*Instructions for the task*. Report how many lines of the data below contain the string "dark", with case taken into account. Give only the number.

## Begin Records provided

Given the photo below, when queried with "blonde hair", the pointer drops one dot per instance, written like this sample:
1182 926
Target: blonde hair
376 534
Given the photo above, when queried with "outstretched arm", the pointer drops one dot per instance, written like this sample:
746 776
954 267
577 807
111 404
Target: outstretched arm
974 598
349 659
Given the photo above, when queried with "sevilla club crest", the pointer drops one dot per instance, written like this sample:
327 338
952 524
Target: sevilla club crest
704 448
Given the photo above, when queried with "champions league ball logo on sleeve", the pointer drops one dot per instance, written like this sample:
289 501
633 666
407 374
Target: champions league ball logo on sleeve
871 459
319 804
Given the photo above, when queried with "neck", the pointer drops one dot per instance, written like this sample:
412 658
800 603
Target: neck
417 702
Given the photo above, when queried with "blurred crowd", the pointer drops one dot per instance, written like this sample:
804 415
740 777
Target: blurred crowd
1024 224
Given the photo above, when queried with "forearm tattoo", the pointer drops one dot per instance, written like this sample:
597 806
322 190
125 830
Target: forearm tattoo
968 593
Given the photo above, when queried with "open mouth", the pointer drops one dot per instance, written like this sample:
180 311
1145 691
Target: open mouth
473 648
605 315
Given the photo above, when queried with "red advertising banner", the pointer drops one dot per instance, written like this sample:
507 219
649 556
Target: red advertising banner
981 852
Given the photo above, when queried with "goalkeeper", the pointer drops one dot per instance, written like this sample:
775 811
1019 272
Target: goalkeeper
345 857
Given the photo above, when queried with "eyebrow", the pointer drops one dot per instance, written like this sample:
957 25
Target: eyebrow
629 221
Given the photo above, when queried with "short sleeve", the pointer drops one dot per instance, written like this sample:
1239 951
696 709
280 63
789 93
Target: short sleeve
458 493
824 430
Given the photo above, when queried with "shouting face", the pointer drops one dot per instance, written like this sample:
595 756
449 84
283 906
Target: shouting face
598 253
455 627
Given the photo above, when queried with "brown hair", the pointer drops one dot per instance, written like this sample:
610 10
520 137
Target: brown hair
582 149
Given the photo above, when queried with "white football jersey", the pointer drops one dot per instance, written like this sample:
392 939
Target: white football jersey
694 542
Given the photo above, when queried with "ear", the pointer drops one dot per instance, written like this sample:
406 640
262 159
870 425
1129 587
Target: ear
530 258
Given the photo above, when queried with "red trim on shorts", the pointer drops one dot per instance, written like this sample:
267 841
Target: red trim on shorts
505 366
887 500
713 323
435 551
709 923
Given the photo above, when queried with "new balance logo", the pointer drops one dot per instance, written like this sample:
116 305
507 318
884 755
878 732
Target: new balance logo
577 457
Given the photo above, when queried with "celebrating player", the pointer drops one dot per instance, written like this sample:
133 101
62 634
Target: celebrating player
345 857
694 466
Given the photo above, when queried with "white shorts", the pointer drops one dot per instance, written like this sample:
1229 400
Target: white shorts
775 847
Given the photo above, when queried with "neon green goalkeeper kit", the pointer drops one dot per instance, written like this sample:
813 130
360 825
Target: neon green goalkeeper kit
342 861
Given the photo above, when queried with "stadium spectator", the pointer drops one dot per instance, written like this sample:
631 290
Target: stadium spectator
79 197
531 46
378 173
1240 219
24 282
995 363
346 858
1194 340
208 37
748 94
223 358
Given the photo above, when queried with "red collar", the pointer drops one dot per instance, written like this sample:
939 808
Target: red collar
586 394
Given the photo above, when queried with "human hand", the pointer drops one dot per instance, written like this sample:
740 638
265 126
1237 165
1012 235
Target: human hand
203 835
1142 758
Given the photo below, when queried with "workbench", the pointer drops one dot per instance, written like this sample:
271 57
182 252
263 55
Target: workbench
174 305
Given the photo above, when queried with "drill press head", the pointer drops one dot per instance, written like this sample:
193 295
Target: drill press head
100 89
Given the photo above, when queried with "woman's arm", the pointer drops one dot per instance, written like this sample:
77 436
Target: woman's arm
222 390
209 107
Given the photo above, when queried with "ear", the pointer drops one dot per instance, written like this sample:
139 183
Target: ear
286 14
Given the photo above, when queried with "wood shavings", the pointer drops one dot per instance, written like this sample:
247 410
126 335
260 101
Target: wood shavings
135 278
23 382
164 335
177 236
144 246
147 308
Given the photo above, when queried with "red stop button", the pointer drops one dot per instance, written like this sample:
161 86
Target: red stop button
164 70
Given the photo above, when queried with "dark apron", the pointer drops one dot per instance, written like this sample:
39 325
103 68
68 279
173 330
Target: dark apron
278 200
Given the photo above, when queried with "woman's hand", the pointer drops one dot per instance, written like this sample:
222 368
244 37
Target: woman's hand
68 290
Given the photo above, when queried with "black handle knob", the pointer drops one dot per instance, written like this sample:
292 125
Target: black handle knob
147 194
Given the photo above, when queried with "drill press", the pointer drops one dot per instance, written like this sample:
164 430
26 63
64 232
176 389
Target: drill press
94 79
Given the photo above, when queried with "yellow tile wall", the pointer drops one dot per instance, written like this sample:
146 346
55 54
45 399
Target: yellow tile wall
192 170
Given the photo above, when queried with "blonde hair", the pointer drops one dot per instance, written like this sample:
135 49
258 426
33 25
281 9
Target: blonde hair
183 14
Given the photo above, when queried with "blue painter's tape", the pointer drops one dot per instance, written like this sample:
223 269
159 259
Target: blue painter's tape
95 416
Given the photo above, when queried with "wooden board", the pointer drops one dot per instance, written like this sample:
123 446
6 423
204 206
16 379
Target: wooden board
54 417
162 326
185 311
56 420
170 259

## End Records provided

*Expected answer*. 2